• [GOAL] Return each line of the listing below that contains the string "shirt", copied in full. Matching is case-sensitive.

*****

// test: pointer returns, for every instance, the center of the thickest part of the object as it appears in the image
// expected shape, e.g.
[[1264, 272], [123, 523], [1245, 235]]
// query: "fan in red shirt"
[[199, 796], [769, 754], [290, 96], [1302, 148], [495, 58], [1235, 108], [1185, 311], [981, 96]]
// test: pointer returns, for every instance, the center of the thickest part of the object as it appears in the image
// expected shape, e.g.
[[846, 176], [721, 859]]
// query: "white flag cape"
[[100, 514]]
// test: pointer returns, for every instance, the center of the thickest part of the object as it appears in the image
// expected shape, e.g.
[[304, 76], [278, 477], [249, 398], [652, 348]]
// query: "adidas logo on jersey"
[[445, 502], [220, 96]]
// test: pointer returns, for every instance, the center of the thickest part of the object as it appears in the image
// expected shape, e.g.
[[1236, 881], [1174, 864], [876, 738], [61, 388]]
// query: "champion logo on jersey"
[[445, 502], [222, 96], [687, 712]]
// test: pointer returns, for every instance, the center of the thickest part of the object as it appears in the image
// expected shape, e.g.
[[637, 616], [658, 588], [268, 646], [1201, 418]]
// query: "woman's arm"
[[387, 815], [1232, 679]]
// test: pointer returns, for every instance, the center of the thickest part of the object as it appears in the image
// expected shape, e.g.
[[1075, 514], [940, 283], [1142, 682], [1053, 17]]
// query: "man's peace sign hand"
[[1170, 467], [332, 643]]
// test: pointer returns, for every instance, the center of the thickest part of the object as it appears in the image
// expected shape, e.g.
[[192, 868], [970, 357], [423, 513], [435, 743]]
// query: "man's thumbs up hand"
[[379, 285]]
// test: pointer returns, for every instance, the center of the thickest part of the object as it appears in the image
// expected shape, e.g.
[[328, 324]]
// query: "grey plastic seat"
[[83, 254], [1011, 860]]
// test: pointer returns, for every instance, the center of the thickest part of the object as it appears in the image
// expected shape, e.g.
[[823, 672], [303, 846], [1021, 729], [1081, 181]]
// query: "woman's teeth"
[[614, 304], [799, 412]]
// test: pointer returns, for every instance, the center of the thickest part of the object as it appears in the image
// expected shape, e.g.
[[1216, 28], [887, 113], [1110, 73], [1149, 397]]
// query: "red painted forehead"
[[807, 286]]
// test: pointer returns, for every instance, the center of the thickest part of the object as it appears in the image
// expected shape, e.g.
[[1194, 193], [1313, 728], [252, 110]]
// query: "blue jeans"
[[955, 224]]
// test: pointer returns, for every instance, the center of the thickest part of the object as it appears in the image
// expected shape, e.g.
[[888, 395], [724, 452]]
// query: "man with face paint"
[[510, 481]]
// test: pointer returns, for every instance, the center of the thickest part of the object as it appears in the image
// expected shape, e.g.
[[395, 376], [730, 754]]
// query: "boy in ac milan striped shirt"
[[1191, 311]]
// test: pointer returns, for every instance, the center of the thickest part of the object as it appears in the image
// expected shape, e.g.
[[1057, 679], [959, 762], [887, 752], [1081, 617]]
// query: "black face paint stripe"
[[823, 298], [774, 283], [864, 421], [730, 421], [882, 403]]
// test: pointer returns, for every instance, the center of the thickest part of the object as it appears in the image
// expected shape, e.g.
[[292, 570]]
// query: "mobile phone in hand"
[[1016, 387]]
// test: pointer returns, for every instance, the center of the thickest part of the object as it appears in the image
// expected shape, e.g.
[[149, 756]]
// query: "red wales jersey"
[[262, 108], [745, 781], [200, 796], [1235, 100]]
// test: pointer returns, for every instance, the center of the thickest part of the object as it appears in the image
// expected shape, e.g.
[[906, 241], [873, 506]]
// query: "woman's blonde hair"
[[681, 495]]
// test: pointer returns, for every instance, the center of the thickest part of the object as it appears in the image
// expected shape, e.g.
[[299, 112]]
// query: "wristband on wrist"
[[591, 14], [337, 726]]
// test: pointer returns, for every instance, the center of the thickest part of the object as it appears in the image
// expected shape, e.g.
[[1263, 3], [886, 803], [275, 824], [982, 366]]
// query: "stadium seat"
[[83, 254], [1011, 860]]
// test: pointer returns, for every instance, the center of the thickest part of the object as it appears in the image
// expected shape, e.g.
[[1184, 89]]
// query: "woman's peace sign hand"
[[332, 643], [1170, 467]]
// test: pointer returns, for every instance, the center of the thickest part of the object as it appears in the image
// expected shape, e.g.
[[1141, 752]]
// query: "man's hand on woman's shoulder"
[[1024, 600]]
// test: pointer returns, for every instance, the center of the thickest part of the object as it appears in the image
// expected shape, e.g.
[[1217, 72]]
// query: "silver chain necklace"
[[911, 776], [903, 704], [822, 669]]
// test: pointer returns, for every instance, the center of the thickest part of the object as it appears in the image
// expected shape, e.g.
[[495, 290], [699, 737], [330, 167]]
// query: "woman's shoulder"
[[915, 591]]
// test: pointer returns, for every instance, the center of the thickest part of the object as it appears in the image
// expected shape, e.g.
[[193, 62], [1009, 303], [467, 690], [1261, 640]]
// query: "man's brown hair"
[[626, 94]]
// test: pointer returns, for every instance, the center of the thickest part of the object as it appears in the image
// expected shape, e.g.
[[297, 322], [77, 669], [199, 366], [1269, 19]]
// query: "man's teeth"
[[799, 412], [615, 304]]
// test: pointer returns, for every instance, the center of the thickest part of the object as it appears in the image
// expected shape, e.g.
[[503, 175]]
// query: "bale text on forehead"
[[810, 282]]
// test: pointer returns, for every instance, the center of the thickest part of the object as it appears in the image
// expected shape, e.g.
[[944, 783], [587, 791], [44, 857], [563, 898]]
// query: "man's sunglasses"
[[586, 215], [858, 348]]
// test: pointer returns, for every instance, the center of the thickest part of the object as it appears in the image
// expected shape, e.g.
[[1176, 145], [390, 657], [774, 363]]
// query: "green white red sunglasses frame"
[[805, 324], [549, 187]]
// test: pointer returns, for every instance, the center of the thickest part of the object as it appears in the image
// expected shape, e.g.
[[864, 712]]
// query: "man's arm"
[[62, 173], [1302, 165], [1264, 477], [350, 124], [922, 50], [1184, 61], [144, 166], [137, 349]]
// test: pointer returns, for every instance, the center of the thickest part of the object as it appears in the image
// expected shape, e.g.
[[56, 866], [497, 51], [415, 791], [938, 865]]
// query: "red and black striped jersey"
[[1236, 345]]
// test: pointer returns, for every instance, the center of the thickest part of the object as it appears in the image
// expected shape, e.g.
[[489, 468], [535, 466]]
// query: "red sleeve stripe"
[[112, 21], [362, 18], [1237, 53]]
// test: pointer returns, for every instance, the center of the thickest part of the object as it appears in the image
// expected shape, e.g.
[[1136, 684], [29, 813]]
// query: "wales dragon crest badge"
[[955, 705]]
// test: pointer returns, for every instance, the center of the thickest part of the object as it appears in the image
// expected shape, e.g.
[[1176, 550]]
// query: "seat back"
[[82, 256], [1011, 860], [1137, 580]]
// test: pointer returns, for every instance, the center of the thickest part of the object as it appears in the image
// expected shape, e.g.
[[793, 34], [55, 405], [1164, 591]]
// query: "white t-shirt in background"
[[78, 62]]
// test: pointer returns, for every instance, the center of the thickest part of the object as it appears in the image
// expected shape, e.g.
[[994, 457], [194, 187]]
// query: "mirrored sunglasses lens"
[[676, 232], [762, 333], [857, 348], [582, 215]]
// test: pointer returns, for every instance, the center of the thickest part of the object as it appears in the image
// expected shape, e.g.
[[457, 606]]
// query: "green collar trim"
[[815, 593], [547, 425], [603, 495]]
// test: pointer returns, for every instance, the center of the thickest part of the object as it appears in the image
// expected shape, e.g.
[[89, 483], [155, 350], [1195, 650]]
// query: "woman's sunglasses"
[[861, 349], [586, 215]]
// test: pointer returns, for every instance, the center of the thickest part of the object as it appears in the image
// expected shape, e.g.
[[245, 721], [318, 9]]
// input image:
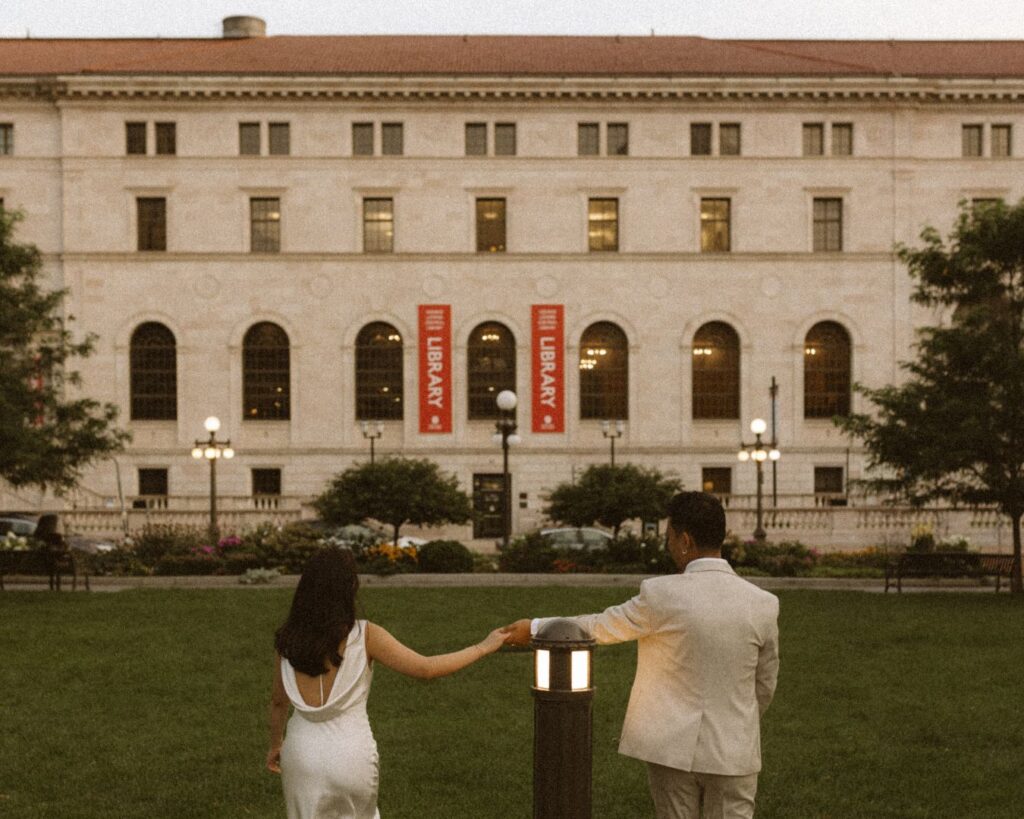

*****

• [EXERCISE SOLUTION]
// query: "fan in red shirt"
// query: "boy in ac milan striped shirt"
// query: "white t-shirt in background"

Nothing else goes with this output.